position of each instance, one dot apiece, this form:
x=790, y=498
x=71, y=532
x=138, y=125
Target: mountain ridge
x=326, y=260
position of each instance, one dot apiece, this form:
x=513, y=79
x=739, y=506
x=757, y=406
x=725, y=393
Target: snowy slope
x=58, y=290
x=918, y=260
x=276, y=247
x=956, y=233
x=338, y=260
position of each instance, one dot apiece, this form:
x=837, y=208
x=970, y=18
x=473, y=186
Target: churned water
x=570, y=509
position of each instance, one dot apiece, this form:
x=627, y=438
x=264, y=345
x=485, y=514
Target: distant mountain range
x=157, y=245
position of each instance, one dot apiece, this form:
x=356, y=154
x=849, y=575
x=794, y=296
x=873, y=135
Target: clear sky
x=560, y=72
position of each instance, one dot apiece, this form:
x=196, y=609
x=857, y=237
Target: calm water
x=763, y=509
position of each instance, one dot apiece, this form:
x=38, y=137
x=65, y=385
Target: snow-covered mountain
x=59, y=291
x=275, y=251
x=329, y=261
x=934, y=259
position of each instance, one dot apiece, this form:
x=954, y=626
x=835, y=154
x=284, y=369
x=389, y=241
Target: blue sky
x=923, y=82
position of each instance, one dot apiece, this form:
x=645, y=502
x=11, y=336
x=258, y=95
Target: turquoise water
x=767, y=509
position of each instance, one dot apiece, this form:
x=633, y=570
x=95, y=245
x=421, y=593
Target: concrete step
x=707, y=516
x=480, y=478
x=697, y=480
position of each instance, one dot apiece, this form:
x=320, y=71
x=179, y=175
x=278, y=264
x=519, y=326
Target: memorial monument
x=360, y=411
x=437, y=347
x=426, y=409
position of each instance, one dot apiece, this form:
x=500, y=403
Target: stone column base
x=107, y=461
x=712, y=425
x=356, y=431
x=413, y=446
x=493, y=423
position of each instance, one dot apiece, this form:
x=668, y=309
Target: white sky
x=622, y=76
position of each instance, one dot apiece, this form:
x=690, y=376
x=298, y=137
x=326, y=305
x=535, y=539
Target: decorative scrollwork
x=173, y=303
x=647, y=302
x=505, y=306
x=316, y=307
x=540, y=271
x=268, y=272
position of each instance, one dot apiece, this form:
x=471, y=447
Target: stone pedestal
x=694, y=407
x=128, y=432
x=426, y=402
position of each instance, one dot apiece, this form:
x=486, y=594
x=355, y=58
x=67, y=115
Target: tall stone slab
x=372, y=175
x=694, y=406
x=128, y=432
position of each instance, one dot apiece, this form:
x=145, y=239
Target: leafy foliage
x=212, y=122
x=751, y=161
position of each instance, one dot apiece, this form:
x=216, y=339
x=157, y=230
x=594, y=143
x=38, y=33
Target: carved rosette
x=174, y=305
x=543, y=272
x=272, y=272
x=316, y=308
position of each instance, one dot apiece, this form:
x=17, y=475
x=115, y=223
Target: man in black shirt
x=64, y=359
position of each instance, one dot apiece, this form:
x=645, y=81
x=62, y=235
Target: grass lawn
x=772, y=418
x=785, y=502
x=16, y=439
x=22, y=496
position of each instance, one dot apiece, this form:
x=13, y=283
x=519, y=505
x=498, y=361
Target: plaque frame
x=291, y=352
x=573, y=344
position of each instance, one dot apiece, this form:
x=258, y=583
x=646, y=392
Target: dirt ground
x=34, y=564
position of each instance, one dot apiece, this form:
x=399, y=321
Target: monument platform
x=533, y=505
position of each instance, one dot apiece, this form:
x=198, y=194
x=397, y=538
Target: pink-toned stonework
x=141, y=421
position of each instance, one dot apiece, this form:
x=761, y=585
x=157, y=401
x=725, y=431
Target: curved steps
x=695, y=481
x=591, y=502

**TASK PROMPT:** Would you return each line of the material above, unchanged, from the first one through the line where "x=500, y=403" appears?

**EXERCISE ANSWER:**
position of each instance, one dot apiece, this form:
x=790, y=498
x=71, y=532
x=138, y=125
Target: mountain ridge
x=326, y=260
position of each instance, one dot apiece, this form:
x=513, y=79
x=739, y=506
x=757, y=406
x=725, y=393
Target: snowy slope
x=58, y=290
x=918, y=260
x=276, y=247
x=956, y=233
x=338, y=260
position of each instance, one dot apiece, this form:
x=837, y=208
x=970, y=18
x=473, y=186
Target: churned water
x=570, y=509
position of each instance, one dot apiece, this form:
x=627, y=438
x=264, y=345
x=485, y=514
Target: distant mountain range
x=157, y=245
position of each instance, one dot apiece, this form:
x=356, y=154
x=849, y=575
x=794, y=296
x=873, y=135
Target: clear sky
x=560, y=72
position of each instance, one dot apiece, this form:
x=196, y=609
x=857, y=237
Target: calm water
x=763, y=509
position of each instance, one dot apiece, this form:
x=38, y=137
x=65, y=385
Target: snow-covered mountain
x=59, y=291
x=275, y=251
x=329, y=261
x=934, y=259
position of each instance, one dot apiece, this form:
x=954, y=626
x=835, y=154
x=284, y=369
x=389, y=241
Target: blue sky
x=923, y=82
position of each instance, one dot apiece, this form:
x=645, y=502
x=11, y=336
x=258, y=95
Target: turquoise water
x=767, y=509
position of each instance, one dot apiece, this form:
x=633, y=570
x=95, y=245
x=421, y=593
Target: concrete step
x=707, y=516
x=480, y=478
x=697, y=480
position of each instance, one dot apiece, this form:
x=320, y=71
x=179, y=175
x=278, y=264
x=519, y=326
Target: memorial monument
x=360, y=411
x=437, y=347
x=426, y=409
position of each instance, one dot apiece, this form:
x=500, y=403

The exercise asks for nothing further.